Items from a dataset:
◇ ◇ ◇ ◇
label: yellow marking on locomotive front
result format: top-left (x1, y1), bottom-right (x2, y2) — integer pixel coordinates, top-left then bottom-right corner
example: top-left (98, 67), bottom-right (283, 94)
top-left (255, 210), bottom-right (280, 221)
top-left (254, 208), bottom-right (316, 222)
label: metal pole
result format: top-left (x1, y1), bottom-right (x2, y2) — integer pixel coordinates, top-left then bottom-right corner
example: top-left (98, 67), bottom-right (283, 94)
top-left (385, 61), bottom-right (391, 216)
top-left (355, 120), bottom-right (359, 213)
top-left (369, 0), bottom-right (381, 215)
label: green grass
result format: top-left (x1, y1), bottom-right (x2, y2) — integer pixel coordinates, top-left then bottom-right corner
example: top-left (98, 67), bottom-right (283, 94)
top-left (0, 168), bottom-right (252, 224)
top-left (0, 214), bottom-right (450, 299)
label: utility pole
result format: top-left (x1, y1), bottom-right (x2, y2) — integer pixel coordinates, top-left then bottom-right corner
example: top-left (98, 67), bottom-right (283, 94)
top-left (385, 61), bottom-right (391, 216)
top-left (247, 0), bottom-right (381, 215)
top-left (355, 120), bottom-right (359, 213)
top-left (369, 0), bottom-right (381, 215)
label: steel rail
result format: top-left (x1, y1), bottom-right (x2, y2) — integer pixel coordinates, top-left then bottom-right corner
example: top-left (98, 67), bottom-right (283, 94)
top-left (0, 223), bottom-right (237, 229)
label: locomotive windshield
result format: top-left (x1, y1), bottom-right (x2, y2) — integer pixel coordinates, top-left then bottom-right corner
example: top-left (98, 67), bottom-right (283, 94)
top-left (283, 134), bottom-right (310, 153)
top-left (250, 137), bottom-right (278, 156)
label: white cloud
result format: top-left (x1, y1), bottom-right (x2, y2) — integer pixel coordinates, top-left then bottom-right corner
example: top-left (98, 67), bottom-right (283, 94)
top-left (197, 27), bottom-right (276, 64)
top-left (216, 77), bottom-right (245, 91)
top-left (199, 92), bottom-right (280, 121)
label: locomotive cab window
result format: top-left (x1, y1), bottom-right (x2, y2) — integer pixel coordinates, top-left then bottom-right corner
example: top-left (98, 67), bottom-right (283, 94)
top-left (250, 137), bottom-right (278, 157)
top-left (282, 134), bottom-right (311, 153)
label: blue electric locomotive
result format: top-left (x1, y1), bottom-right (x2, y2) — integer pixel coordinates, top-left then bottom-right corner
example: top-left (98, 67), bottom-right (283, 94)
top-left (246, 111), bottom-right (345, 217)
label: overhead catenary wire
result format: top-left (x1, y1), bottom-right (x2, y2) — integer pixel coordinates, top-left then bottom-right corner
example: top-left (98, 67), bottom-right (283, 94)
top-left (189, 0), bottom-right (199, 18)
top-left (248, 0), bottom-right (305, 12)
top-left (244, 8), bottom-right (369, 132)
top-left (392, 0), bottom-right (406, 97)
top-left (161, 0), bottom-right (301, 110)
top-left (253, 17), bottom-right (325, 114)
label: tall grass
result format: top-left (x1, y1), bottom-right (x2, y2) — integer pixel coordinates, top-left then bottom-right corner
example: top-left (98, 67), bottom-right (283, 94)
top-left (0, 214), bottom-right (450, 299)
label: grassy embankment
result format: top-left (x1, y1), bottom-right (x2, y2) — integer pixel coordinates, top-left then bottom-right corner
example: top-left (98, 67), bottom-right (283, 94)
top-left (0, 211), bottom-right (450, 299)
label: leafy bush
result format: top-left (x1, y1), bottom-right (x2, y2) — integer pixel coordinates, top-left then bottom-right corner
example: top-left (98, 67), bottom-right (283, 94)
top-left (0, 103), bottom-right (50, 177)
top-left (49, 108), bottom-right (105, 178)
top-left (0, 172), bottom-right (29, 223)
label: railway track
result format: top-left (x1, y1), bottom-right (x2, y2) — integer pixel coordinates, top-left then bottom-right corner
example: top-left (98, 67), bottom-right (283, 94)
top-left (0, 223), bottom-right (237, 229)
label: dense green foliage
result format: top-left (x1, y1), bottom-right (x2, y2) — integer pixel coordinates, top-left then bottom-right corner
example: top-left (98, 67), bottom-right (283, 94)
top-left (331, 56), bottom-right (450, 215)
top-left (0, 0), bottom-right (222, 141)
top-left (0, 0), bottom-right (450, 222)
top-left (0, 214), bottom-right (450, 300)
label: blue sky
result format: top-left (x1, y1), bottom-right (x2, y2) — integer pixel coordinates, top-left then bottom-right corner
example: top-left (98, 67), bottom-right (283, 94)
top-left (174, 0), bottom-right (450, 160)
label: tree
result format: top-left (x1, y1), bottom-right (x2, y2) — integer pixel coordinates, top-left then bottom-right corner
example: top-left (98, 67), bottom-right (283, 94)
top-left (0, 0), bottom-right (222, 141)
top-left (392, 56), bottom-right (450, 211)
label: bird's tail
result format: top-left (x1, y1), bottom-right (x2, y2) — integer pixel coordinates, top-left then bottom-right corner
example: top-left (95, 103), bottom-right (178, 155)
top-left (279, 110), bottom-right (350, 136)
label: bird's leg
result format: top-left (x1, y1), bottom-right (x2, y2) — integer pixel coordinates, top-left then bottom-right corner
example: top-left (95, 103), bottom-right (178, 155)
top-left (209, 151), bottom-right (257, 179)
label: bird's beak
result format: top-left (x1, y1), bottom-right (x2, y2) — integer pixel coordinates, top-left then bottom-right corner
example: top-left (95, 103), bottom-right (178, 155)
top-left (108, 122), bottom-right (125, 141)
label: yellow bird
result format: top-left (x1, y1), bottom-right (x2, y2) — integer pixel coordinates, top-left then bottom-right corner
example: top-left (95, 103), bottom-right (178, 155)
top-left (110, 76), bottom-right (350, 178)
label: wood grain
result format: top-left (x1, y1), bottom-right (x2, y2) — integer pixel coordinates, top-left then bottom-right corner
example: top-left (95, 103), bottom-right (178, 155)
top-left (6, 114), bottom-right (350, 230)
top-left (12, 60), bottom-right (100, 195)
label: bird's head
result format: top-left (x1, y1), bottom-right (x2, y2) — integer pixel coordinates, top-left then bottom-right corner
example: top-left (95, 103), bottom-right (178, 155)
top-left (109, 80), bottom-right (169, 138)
◇ ◇ ◇ ◇
= Work instructions =
Output every line of the items above as a JSON list of strings, one string per line, skipping blank lines.

= Answer below =
[
  "label: yellow marking on locomotive front",
  "result format: top-left (x1, y1), bottom-right (x2, y2) — integer pixel coordinates, top-left then bottom-right corner",
  "example: top-left (98, 67), bottom-right (283, 94)",
  "top-left (255, 210), bottom-right (280, 221)",
  "top-left (254, 208), bottom-right (316, 222)",
  "label: metal pole",
  "result format: top-left (x1, y1), bottom-right (x2, y2) — integer pixel coordinates, top-left then bottom-right corner",
  "example: top-left (98, 67), bottom-right (283, 94)",
  "top-left (385, 61), bottom-right (391, 216)",
  "top-left (355, 120), bottom-right (359, 213)",
  "top-left (369, 0), bottom-right (381, 215)",
  "label: green grass",
  "result format: top-left (x1, y1), bottom-right (x2, y2) — integer pixel coordinates, top-left then bottom-right corner",
  "example: top-left (98, 67), bottom-right (283, 94)",
  "top-left (0, 168), bottom-right (252, 224)",
  "top-left (0, 214), bottom-right (450, 299)",
  "label: utility pole",
  "result format: top-left (x1, y1), bottom-right (x2, y2) — integer pixel coordinates, top-left then bottom-right corner",
  "example: top-left (98, 67), bottom-right (283, 94)",
  "top-left (385, 61), bottom-right (391, 216)",
  "top-left (247, 0), bottom-right (381, 215)",
  "top-left (355, 120), bottom-right (359, 213)",
  "top-left (369, 0), bottom-right (381, 215)",
  "label: steel rail",
  "result format: top-left (x1, y1), bottom-right (x2, y2) — integer pixel coordinates, top-left then bottom-right corner",
  "example: top-left (98, 67), bottom-right (283, 94)",
  "top-left (0, 223), bottom-right (237, 229)",
  "label: locomotive windshield",
  "result format: top-left (x1, y1), bottom-right (x2, y2) — integer pixel coordinates, top-left then bottom-right corner",
  "example: top-left (98, 67), bottom-right (283, 94)",
  "top-left (283, 134), bottom-right (310, 153)",
  "top-left (250, 137), bottom-right (278, 156)",
  "label: white cloud",
  "result format: top-left (x1, y1), bottom-right (x2, y2) — integer pixel coordinates, top-left then bottom-right corner",
  "example: top-left (98, 67), bottom-right (283, 94)",
  "top-left (197, 27), bottom-right (276, 64)",
  "top-left (216, 77), bottom-right (245, 91)",
  "top-left (199, 92), bottom-right (280, 121)",
  "label: locomotive cab window",
  "result format: top-left (x1, y1), bottom-right (x2, y2) — integer pixel coordinates, top-left then bottom-right corner",
  "example: top-left (98, 67), bottom-right (283, 94)",
  "top-left (250, 137), bottom-right (278, 157)",
  "top-left (282, 134), bottom-right (311, 153)",
  "label: blue electric locomotive",
  "result format: top-left (x1, y1), bottom-right (x2, y2) — integer pixel coordinates, top-left then bottom-right corner",
  "example: top-left (98, 67), bottom-right (283, 94)",
  "top-left (246, 111), bottom-right (345, 217)",
  "label: overhead catenary wire",
  "result format: top-left (x1, y1), bottom-right (x2, y2) — integer pixel coordinates, top-left then bottom-right corner",
  "example: top-left (98, 67), bottom-right (283, 94)",
  "top-left (189, 0), bottom-right (199, 18)",
  "top-left (248, 0), bottom-right (305, 12)",
  "top-left (244, 8), bottom-right (369, 132)",
  "top-left (392, 0), bottom-right (406, 97)",
  "top-left (161, 0), bottom-right (301, 110)",
  "top-left (253, 17), bottom-right (325, 114)",
  "label: tall grass",
  "result format: top-left (x1, y1), bottom-right (x2, y2) — integer pixel coordinates, top-left then bottom-right corner",
  "example: top-left (98, 67), bottom-right (283, 94)",
  "top-left (0, 214), bottom-right (450, 299)",
  "label: grassy embankment",
  "result format: top-left (x1, y1), bottom-right (x2, y2) — integer pixel coordinates, top-left then bottom-right corner",
  "example: top-left (98, 67), bottom-right (283, 94)",
  "top-left (0, 211), bottom-right (450, 299)",
  "label: leafy bush",
  "result format: top-left (x1, y1), bottom-right (x2, y2) — integer pixel coordinates, top-left then bottom-right corner",
  "example: top-left (98, 67), bottom-right (283, 94)",
  "top-left (0, 103), bottom-right (50, 177)",
  "top-left (49, 108), bottom-right (105, 178)",
  "top-left (0, 172), bottom-right (29, 223)",
  "label: railway track",
  "result format: top-left (x1, y1), bottom-right (x2, y2) — integer pixel coordinates, top-left then bottom-right corner",
  "example: top-left (98, 67), bottom-right (283, 94)",
  "top-left (0, 223), bottom-right (237, 229)",
  "label: dense green foliage",
  "result format: top-left (x1, y1), bottom-right (x2, y2) — integer pixel coordinates, top-left then bottom-right corner",
  "example: top-left (98, 67), bottom-right (283, 94)",
  "top-left (331, 56), bottom-right (450, 215)",
  "top-left (0, 0), bottom-right (222, 141)",
  "top-left (0, 0), bottom-right (450, 222)",
  "top-left (0, 214), bottom-right (450, 300)",
  "label: blue sky",
  "result format: top-left (x1, y1), bottom-right (x2, y2) — integer pixel coordinates, top-left then bottom-right corner",
  "example: top-left (98, 67), bottom-right (283, 94)",
  "top-left (174, 0), bottom-right (450, 160)",
  "label: tree",
  "result format: top-left (x1, y1), bottom-right (x2, y2) — integer pixel coordinates, top-left then bottom-right corner",
  "example: top-left (98, 67), bottom-right (283, 94)",
  "top-left (0, 0), bottom-right (222, 141)",
  "top-left (392, 56), bottom-right (450, 211)",
  "label: bird's tail",
  "result format: top-left (x1, y1), bottom-right (x2, y2) — integer pixel coordinates, top-left then bottom-right corner",
  "example: top-left (95, 103), bottom-right (178, 155)",
  "top-left (279, 110), bottom-right (350, 136)",
  "label: bird's leg",
  "result format: top-left (x1, y1), bottom-right (x2, y2) — integer pixel coordinates, top-left then bottom-right corner",
  "example: top-left (95, 103), bottom-right (178, 155)",
  "top-left (209, 151), bottom-right (257, 179)",
  "label: bird's beak",
  "result format: top-left (x1, y1), bottom-right (x2, y2) — integer pixel coordinates, top-left then bottom-right corner",
  "example: top-left (95, 103), bottom-right (178, 155)",
  "top-left (108, 122), bottom-right (125, 141)",
  "label: yellow bird",
  "result format: top-left (x1, y1), bottom-right (x2, y2) — integer pixel coordinates, top-left then bottom-right corner",
  "example: top-left (95, 103), bottom-right (178, 155)",
  "top-left (110, 76), bottom-right (350, 178)",
  "label: wood grain",
  "result format: top-left (x1, y1), bottom-right (x2, y2) — integer pixel coordinates, top-left then bottom-right corner",
  "example: top-left (95, 103), bottom-right (178, 155)",
  "top-left (6, 114), bottom-right (350, 230)",
  "top-left (12, 60), bottom-right (100, 195)",
  "label: bird's head",
  "result format: top-left (x1, y1), bottom-right (x2, y2) — integer pixel coordinates, top-left then bottom-right corner",
  "example: top-left (95, 103), bottom-right (178, 155)",
  "top-left (109, 80), bottom-right (169, 138)"
]